[Dataset entries]
·····
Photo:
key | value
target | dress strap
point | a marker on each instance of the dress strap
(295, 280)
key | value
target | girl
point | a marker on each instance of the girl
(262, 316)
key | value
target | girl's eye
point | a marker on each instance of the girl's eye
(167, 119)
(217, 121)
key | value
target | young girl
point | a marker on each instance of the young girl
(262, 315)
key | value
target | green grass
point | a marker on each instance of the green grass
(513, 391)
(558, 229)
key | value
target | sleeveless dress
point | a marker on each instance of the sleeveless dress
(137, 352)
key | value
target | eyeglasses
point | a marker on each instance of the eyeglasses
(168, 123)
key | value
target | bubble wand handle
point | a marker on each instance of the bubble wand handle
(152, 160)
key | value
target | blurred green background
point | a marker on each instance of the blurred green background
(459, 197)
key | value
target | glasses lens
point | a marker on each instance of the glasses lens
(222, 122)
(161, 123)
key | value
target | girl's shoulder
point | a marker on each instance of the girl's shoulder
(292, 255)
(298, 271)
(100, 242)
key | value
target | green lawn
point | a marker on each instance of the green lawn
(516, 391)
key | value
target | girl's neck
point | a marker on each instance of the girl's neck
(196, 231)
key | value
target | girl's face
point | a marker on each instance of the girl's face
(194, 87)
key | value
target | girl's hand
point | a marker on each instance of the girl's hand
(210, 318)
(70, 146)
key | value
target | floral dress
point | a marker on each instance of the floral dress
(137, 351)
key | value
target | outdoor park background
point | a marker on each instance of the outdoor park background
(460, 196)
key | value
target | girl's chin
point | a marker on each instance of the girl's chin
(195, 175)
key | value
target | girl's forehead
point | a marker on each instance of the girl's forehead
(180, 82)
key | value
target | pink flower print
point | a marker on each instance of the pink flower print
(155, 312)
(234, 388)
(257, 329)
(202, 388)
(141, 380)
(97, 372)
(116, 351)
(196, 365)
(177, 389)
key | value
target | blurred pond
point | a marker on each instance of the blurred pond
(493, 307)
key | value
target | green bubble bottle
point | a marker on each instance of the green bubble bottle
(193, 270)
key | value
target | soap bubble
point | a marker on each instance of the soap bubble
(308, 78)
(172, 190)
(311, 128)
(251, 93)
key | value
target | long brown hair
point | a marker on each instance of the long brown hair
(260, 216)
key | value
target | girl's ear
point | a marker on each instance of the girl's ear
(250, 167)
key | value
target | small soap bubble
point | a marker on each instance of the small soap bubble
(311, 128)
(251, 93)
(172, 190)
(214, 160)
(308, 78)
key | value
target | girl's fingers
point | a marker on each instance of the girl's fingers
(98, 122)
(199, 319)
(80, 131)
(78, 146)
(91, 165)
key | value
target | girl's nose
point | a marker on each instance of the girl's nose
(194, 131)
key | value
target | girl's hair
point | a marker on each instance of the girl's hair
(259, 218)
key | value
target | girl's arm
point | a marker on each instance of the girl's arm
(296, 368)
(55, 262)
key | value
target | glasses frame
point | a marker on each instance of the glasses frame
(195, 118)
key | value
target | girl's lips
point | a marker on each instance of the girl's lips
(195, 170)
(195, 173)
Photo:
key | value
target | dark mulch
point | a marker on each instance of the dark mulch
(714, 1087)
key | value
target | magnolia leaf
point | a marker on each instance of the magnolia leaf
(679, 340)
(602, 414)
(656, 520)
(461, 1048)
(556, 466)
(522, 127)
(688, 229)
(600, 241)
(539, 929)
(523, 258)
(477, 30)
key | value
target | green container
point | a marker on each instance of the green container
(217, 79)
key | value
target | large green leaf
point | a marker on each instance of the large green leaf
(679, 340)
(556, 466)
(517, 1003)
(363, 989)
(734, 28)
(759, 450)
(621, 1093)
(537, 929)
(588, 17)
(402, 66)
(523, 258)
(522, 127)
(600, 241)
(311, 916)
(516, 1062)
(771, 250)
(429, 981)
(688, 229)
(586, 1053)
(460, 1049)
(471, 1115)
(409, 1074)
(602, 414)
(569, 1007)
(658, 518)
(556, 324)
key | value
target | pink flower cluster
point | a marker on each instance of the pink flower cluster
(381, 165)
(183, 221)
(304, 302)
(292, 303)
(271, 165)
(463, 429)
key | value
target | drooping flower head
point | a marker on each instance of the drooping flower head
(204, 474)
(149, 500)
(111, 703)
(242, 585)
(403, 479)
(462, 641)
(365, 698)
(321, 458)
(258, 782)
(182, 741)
·····
**AIM OF THE EXERCISE:** Would you set down every entry again, exactly?

**YOUR RESPONSE:**
Photo:
key | value
target | dress strap
point | a marker on each instance of the dress strap
(295, 280)
key | value
target | girl
point | a marker on each instance of the girl
(262, 316)
key | value
target | girl's eye
point | a marker on each instance of the girl's eye
(167, 119)
(217, 121)
key | value
target | young girl
point | a marker on each instance of the young girl
(262, 315)
key | value
target | green grass
point | a marker on each instance of the green grass
(513, 391)
(558, 229)
key | value
target | sleeveless dress
point | a marker on each instance of the sleeveless dress
(137, 352)
key | value
target | eyeglasses
point | a marker on each instance of the eyeglasses
(168, 123)
key | value
target | bubble wand handle
point | a marker on each instance of the bubble wand handle
(152, 160)
key | value
target | blurred green background
point | a marker on each instance of the blurred green background
(459, 197)
key | value
target | glasses lens
point | a marker on each instance of the glasses lens
(222, 122)
(161, 123)
key | value
target | girl's shoulder
point | a marker on each instance of the girl's shoulder
(292, 255)
(298, 271)
(100, 242)
key | value
target | green lawn
point | a marker on each instance of the green lawn
(516, 391)
key | value
target | girl's neck
point | a marker on each instance of the girl's neck
(196, 231)
key | value
target | girl's face
point | a marker on each instance of the girl's face
(194, 87)
key | value
target | girl's hand
point | a marker on each instance of the girl's hand
(210, 318)
(70, 146)
key | value
target | floral dress
point | a marker on each instance of the floral dress
(137, 351)
key | value
target | outdoor park background
point | a marker on each instance of the outdoor park background
(460, 196)
key | value
target | girl's chin
point | a marker on each instance of the girl's chin
(195, 175)
key | value
target | girl's forehead
point | a marker on each instance of the girl's forehead
(180, 82)
key | value
target | pink flower print
point | a marker on each instance of the pink flower print
(155, 312)
(234, 388)
(257, 329)
(202, 388)
(141, 380)
(97, 372)
(116, 351)
(196, 365)
(177, 389)
key | value
target | blurred pond
point | a marker on each instance of the blurred pond
(493, 307)
key | value
target | green bubble bottle
point | a marker on each instance of the green bubble bottle
(193, 270)
key | value
target | soap bubble
point | a marker on each instance of the soap bubble
(308, 78)
(172, 190)
(311, 128)
(251, 93)
key | value
target | long brown hair
point | a marker on each instance of the long brown hair
(260, 216)
key | value
target | girl's ear
point | a marker on each instance of the girl's ear
(250, 167)
key | value
target | small soap bubble
point | a marker on each instance of the small soap bubble
(311, 128)
(251, 93)
(172, 190)
(214, 160)
(308, 78)
key | value
target | girl's fingers
point | a marker on each instance of the girl's fingers
(98, 122)
(199, 319)
(80, 131)
(78, 146)
(91, 165)
key | value
target | girl's nose
point | a marker on each instance of the girl's nose
(194, 131)
key | value
target | girl's hair
point | a marker on each instance of the girl's hair
(259, 218)
key | value
target | girl's arm
point | a marker on each instance of the girl's arm
(296, 368)
(55, 262)
key | value
target | glasses frame
point | a marker on each instance of the glasses frame
(195, 118)
key | value
target | girl's lips
point | a marker on each instance of the girl's lips
(195, 170)
(195, 173)
Photo:
key | value
target | dark mulch
point | a marker on each instance of the dark mulch
(714, 1087)
key | value
target | magnolia leaf
point | a marker on each instance of the magnolia leaf
(679, 340)
(602, 414)
(656, 520)
(461, 1048)
(556, 466)
(522, 127)
(688, 229)
(600, 241)
(539, 929)
(523, 258)
(477, 30)
key | value
target | green container
point | a marker on each instance of the green container
(217, 79)
key | value
target | large green leaf
point | a marker on each instance of the large green leaf
(679, 340)
(556, 466)
(517, 1003)
(363, 989)
(734, 28)
(759, 450)
(621, 1093)
(537, 929)
(588, 17)
(402, 66)
(523, 258)
(522, 127)
(600, 241)
(311, 916)
(516, 1062)
(771, 250)
(429, 981)
(688, 229)
(586, 1053)
(460, 1049)
(471, 1115)
(409, 1074)
(602, 414)
(569, 1007)
(658, 518)
(556, 324)
key | value
target | pink flower cluster
point | a marker on each instance of the pink flower cluster
(381, 165)
(183, 221)
(304, 302)
(292, 303)
(271, 165)
(463, 429)
key | value
target | drooping flower head
point | a marker on each instance of the drooping flower head
(204, 474)
(149, 500)
(111, 703)
(242, 585)
(403, 479)
(462, 641)
(365, 698)
(321, 458)
(258, 782)
(182, 741)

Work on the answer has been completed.